*Problem requirements*:
Pictures aside, the data must be reproduced exactly.

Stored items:

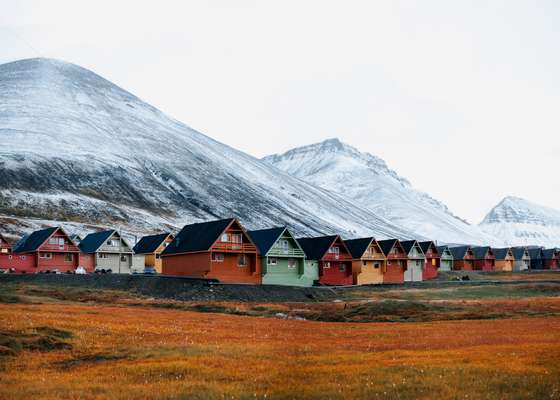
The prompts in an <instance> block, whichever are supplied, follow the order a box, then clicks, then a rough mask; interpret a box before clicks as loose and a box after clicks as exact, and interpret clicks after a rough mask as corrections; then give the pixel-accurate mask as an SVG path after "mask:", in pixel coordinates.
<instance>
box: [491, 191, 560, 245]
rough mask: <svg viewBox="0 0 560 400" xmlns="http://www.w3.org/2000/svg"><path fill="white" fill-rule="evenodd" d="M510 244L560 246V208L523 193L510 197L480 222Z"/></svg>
mask: <svg viewBox="0 0 560 400" xmlns="http://www.w3.org/2000/svg"><path fill="white" fill-rule="evenodd" d="M480 227H481V228H482V229H484V230H485V231H486V232H488V233H489V234H492V235H495V236H499V237H501V238H503V239H504V240H505V241H506V243H507V245H510V246H516V245H539V246H546V247H560V211H559V210H555V209H552V208H549V207H544V206H541V205H538V204H535V203H532V202H530V201H527V200H525V199H521V198H519V197H506V198H504V199H503V200H502V201H501V202H500V203H499V204H498V205H497V206H496V207H494V208H493V209H492V210H491V211H490V212H489V213H488V214H487V215H486V217H485V218H484V220H483V221H482V222H481V223H480Z"/></svg>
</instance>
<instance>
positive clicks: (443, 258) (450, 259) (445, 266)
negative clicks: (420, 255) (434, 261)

*Result of the exercise*:
The prompts in an <instance> block, whichever are supplied, follow the order a box, then clicks, then a rough mask; interpret a box before clicks as loose and a box after clicks as exact, and interpret clicks after a rough mask as corrections; then give the pixel-accurate mask as an SVG path after "mask:", in pixel coordinates.
<instance>
box: [491, 191, 560, 245]
rough mask: <svg viewBox="0 0 560 400" xmlns="http://www.w3.org/2000/svg"><path fill="white" fill-rule="evenodd" d="M510 244L560 246V208L523 193L510 197L480 222Z"/></svg>
mask: <svg viewBox="0 0 560 400" xmlns="http://www.w3.org/2000/svg"><path fill="white" fill-rule="evenodd" d="M480 227H481V228H482V229H484V230H485V231H486V232H488V233H489V234H492V235H495V236H499V237H501V238H503V239H504V240H505V241H506V243H507V245H510V246H516V245H539V246H546V247H560V211H559V210H555V209H552V208H549V207H544V206H541V205H538V204H535V203H532V202H530V201H527V200H525V199H521V198H519V197H506V198H504V199H503V200H502V201H501V202H500V203H499V204H498V205H497V206H496V207H494V208H493V209H492V210H491V211H490V212H489V213H488V214H487V215H486V217H485V218H484V220H483V221H482V222H481V223H480Z"/></svg>
</instance>
<instance>
positive clicks: (443, 258) (450, 259) (445, 266)
negative clicks: (420, 255) (434, 261)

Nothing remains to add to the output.